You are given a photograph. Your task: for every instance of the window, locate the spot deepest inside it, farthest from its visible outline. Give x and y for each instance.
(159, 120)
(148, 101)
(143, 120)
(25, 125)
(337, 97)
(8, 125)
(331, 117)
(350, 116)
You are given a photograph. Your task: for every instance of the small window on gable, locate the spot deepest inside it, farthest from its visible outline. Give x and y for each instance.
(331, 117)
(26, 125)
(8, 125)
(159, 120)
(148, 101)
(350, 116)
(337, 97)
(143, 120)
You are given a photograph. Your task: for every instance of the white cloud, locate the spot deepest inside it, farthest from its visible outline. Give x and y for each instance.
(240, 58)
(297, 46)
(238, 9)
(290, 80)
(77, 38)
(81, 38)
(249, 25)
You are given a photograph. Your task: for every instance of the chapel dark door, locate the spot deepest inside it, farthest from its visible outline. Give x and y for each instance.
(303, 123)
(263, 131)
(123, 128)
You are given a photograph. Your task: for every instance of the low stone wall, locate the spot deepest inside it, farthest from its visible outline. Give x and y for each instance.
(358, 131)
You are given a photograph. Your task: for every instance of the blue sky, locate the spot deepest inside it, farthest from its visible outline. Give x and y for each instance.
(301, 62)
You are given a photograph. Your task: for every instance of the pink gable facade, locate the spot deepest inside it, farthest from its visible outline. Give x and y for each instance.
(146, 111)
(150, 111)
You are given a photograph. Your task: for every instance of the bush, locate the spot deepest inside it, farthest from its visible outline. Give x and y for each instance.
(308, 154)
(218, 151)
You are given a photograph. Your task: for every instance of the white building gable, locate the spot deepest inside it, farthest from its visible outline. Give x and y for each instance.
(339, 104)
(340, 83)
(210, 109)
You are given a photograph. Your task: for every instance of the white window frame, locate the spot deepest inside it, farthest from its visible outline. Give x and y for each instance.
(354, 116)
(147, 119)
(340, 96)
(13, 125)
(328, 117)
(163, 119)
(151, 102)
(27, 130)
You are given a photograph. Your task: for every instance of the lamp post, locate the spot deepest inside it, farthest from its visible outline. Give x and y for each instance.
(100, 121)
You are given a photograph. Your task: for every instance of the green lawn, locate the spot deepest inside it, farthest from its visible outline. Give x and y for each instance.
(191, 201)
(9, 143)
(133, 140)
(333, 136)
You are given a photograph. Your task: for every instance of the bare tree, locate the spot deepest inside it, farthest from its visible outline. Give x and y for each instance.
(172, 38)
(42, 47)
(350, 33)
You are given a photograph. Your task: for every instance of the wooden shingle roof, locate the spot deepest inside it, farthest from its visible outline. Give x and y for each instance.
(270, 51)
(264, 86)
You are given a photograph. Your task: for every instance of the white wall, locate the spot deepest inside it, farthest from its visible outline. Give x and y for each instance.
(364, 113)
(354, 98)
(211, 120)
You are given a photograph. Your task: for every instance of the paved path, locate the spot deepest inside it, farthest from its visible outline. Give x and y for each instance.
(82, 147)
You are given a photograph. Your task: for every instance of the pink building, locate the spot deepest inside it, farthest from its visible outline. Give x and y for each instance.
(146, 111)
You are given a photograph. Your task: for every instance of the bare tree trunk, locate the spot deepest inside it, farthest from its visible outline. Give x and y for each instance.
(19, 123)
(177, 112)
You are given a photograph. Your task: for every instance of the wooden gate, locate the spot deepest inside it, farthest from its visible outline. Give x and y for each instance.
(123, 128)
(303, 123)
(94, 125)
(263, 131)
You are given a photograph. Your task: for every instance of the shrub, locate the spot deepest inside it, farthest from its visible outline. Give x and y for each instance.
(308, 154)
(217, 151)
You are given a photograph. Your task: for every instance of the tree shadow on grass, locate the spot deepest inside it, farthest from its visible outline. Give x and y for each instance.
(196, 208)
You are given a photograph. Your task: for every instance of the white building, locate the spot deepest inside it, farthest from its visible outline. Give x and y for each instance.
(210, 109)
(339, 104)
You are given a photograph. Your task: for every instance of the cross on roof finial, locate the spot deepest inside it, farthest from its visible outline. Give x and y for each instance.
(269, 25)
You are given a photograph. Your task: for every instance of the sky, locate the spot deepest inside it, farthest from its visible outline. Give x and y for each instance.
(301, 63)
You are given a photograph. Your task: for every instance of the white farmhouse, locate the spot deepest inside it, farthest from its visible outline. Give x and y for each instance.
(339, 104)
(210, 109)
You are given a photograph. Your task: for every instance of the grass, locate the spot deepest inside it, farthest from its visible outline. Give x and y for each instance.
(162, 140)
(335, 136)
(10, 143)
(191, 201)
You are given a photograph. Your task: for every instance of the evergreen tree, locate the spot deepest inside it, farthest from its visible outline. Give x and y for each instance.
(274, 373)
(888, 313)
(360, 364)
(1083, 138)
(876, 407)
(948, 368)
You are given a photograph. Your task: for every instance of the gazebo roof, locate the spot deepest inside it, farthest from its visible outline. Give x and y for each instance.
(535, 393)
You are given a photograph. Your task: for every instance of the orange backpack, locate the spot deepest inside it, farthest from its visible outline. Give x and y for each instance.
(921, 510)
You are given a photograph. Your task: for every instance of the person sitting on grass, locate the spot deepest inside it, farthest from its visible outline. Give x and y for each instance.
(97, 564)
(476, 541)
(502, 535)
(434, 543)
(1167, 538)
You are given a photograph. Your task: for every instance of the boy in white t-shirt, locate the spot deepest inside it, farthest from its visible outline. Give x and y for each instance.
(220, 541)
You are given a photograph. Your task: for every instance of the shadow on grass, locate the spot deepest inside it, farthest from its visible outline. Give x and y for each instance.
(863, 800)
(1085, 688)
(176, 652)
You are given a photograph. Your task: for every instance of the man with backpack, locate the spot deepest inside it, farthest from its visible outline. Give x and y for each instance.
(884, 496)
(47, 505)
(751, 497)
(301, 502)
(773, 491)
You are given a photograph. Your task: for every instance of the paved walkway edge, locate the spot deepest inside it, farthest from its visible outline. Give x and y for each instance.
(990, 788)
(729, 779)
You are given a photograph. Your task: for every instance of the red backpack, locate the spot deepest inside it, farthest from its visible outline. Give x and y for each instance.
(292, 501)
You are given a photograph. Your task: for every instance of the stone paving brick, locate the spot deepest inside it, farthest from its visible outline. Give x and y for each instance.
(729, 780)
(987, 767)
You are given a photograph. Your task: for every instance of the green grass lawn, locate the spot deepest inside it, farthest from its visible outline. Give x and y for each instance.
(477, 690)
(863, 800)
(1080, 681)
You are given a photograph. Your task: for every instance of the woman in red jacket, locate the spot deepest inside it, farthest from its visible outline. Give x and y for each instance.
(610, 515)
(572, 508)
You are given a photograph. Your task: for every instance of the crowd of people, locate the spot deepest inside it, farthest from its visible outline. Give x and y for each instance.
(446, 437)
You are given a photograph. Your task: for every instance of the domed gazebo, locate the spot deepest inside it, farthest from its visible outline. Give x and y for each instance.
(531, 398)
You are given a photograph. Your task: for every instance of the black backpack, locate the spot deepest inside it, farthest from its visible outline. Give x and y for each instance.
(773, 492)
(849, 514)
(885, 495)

_Task details_
Every record above needs to be copied exactly.

_Response to this exercise_
You are given a photograph. Your task: for every instance of the window, locate the spot deepest inside it, farthest from its visible outline. Give x and y for each instance.
(159, 120)
(148, 101)
(143, 120)
(25, 125)
(337, 97)
(8, 125)
(331, 117)
(350, 116)
You are given a photograph. Your task: for every instance of the small window on gable, locate the spot deepest inside it, farthest from its visible outline. Give x and y for each instance.
(331, 117)
(26, 125)
(8, 125)
(159, 120)
(148, 101)
(350, 116)
(337, 97)
(143, 120)
You are given a photograph. Your task: for every instance of the white cloud, locate the spot deepest inside it, farthest from its visible outline. Give x and y for each instance.
(240, 58)
(297, 46)
(238, 9)
(290, 80)
(77, 38)
(81, 38)
(249, 25)
You are given a photograph. Your task: for every instance of the chapel dark door, locate the spot deepest inside it, farthest from its visible outline. Give x and y for each instance.
(303, 123)
(263, 131)
(123, 128)
You are given a photograph. Your task: for every instance of the low stone wall, locate the spot deepest inside it, farthest from its visible outline. Give x and y for each instance.
(358, 131)
You are given a photograph. Your task: for every instance of the blue sky, locate the spot deepest inside it, farthest from its visible outline. Give x and y for each instance.
(301, 62)
You are given a photograph. Your task: for every instance of the pink gable facade, locate the spot deepest inside it, farthest from its visible outline. Give x and y for each instance.
(146, 111)
(150, 111)
You are given a photograph. Your task: for every instance of the bush, locate the spot deepest inside it, farthest from its visible outline. Give x and y for each instance.
(308, 154)
(218, 151)
You are given a photograph. Your task: for every instance of the white building gable, locate the spot deepest inside it, farthest from its visible outline. Give x and y for each instance.
(339, 104)
(340, 83)
(210, 109)
You are given a photograph. Your task: for every instance of the white window frame, locate the spot deepest inside it, farthest from its visible outline. Give x and y for each instance.
(354, 116)
(147, 119)
(340, 96)
(13, 125)
(328, 117)
(163, 119)
(151, 102)
(27, 130)
You are given a photograph. Your task: for every instance of the lamp post, locate the spot deepest inside it, farthest from its visible outline. Give x and y for each instance.
(100, 121)
You are given a photograph. Your task: for every instance of the green lawn, locate the spot deepest inside it, farthest from its visible outline. Give x and y for each instance.
(191, 201)
(9, 143)
(133, 140)
(333, 136)
You are given a photograph. Your task: for every instance of the bare tree, locate the spot deepest inside it, farthest from its visible outline. Give x and y for each instance.
(172, 38)
(42, 47)
(350, 33)
You are given a photograph. Your task: for every instance of the wooden shingle roof, locate the spot deepest inside it, farthest from its visible outline. Give x and y for each instance.
(270, 51)
(264, 86)
You are given a photograph. Your task: for every instance of the white wall, locate the spot deepest inside it, farthest from its visible outline. Give x and y for each instance.
(364, 113)
(354, 98)
(211, 120)
You are given a photograph. Your task: for every instance of the paved path, locate the spot deepest inside it, farthest from its visible outline. Give x and y for each instance.
(82, 147)
You are given a photograph. Your task: for every instance of the pink building, locate the spot deepest inside it, farthest from its visible outline. Give x and y for each instance.
(146, 111)
You are given a photograph. Your task: for every instance of the bare tree trunk, locate the spot deepest inside it, farthest from its visible outline. Give x and y for each instance.
(19, 123)
(177, 112)
You are given a photograph. Your task: for every instance of the wooden gate, locate the spot deepest inside it, farthest from its visible outline. Give x and y for each instance.
(123, 128)
(303, 123)
(94, 125)
(263, 131)
You are given a photograph. Your task: for every instance of the shrub, locate the spot deepest inside it, farthest from its visible outline. Give x and y for each instance.
(308, 154)
(217, 151)
You are given a photograph. Your task: for every instance of the tree shadow on grass, locate the spot deepest inside it, farthest from its visible outline. Give x and y for each instance.
(196, 208)
You are given a photograph. Your task: for every instance of the white building, locate the spot deepest inside it, farthest from its visible outline. Give x and y for each instance.
(210, 109)
(339, 104)
You are given a photograph. Your task: for every instance of the cross on roof finial, locate the spot deepest inside it, farthest from its visible outline. Give x and y for each instance.
(269, 25)
You are given a photograph. Your task: for every instance of the sky, locate the spot deepest inside it, farthest from its visible outline. Give x and y for each instance.
(301, 63)
You are given a photograph. Your task: for every instance of the white farmhouse, locate the spot deepest inside it, farthest from its visible outline. Give x and y for each instance.
(339, 104)
(210, 109)
You are given a photograph. Your task: for every instance of the grass, locate the spot deepest inside it, farthest from its visible outline. Give x and y for each instance.
(162, 140)
(335, 136)
(10, 143)
(191, 201)
You are given a photograph. Your task: for every instance of the evergreen tree, locate the spot deepest inside it, farthest from its visible outline. Give x and y for each instance.
(274, 373)
(888, 313)
(360, 364)
(1083, 138)
(876, 407)
(948, 368)
You are given a photograph. Your task: for every instance of the gazebo roof, locate the spot deepest inside it, farthest from its visible outline. Give x and y for each instance.
(535, 393)
You are given a photograph. Your task: for every instance of the orange backpack, locate the spot deepest inside it, farthest from its visible outline. Give x and y for each instance.
(921, 510)
You are given a photograph. Your task: for every instance of the person sitting on grass, locate the spot deepest inside it, farthest from its visible outline. Give x and y for each instance.
(97, 564)
(476, 541)
(502, 535)
(434, 543)
(1167, 538)
You are given a photograph. Your task: for every instance of the boy in white t-shirt, locate the spot deepest inside it, farthest from its visible outline. Give x and y for each instance.
(220, 541)
You are given a photograph. Your task: for every instance of the shadow on grass, locate the spot deepest inside it, farthest from its visible outline. Give x and y for each instance.
(863, 800)
(1085, 688)
(176, 652)
You are given a photograph. Your task: for every instance of the man with backpack, locate the spot deepest inside it, farthest from its visible outline. Give x and y for each instance.
(884, 496)
(47, 505)
(751, 497)
(301, 502)
(773, 491)
You are given a photograph. Your task: for every instance of the paved walkway edge, locate the spot deepest inside it, farthest from its visible outline. Give x and y for each instance.
(990, 788)
(729, 779)
You are given a photograph. Your task: for every instance of the red backpack, locate the spot deepest inside it, farthest from its visible outline. Give x and y for each instance.
(292, 501)
You are given a photograph. Your task: for every instance of the stone paving brick, locate the spot deepest inside it, farthest from its visible outline. Give x and y for each instance.
(729, 780)
(987, 767)
You are given a photograph. Your task: for every instance of the green grass lawn, locate the spot deepest inside it, farthest from its visible outline. Give x and y for each instance.
(477, 690)
(863, 800)
(1080, 681)
You are given a photograph. Your task: for every instance of the woman in red jacket, locate the spot deepest inside it, farthest from its visible outline. Give x and y for each instance.
(610, 515)
(572, 508)
You are given a photograph. Your task: for every instance of the crowd of people, locate the spot deepest inside it, farthest from its visible outline. Give x and y for each instance.
(446, 437)
You are given a photograph. Your task: for every instance of the domed gazebo, locate the spot deepest inside it, farthest from its visible outline. Give x and y for each instance.
(531, 398)
You are given a photograph. Your task: for every instance of the black backpack, locate the spot deepest inside it, farthest from its visible outline. Give x and y for each instance.
(773, 492)
(849, 514)
(885, 495)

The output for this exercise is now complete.